### Raw data

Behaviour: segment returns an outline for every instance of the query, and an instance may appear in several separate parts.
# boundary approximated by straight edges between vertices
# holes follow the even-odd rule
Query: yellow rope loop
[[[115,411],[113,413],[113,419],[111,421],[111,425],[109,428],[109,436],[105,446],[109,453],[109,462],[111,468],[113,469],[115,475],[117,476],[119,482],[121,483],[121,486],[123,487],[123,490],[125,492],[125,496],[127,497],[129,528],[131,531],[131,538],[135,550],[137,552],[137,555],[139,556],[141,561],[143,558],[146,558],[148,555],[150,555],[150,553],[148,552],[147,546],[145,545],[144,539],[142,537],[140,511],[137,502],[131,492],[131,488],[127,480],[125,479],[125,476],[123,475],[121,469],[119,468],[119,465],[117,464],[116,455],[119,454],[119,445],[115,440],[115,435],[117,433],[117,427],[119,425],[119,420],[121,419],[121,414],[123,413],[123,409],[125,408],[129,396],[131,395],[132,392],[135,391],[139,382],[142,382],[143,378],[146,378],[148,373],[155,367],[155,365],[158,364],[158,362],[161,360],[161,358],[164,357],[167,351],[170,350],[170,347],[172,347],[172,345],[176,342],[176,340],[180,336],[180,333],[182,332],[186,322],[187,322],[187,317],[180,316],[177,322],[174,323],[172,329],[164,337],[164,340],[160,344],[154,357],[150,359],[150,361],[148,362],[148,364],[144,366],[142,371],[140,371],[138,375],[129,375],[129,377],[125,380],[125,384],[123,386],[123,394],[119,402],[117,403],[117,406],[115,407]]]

######

* _Work to do_
Copy every one of the records above without any change.

* _Solution below_
Behaviour: segment returns an outline for every instance of the query, and an instance may appear in several separate parts.
# boundary approximated by straight edges between vertices
# holes follow the even-odd rule
Query: yellow rope loop
[[[115,411],[113,413],[113,419],[111,421],[111,425],[109,428],[109,436],[105,446],[109,453],[109,462],[111,468],[113,469],[115,475],[117,476],[119,482],[121,483],[121,486],[123,487],[123,490],[125,492],[125,496],[127,497],[129,528],[131,531],[131,538],[135,550],[137,552],[137,555],[139,556],[141,561],[143,558],[146,558],[148,555],[150,555],[150,553],[148,552],[147,546],[145,545],[144,539],[142,537],[140,511],[137,502],[131,492],[131,488],[127,480],[125,479],[125,476],[123,475],[121,469],[119,468],[119,465],[117,464],[116,455],[119,454],[119,445],[115,440],[115,435],[117,433],[117,427],[119,425],[119,420],[121,419],[121,414],[123,413],[123,409],[125,408],[129,396],[131,395],[132,392],[135,391],[139,382],[142,382],[143,378],[146,378],[148,373],[155,367],[155,365],[158,364],[158,362],[161,360],[161,358],[164,357],[167,351],[170,350],[170,347],[172,347],[172,345],[176,342],[176,340],[180,336],[180,333],[182,332],[186,322],[187,322],[187,317],[180,316],[177,322],[174,323],[172,329],[164,337],[164,340],[160,344],[154,357],[150,359],[150,361],[148,362],[148,364],[144,366],[142,371],[140,371],[138,375],[129,375],[129,377],[125,380],[125,384],[123,386],[123,394],[119,402],[117,403],[117,406],[115,407]]]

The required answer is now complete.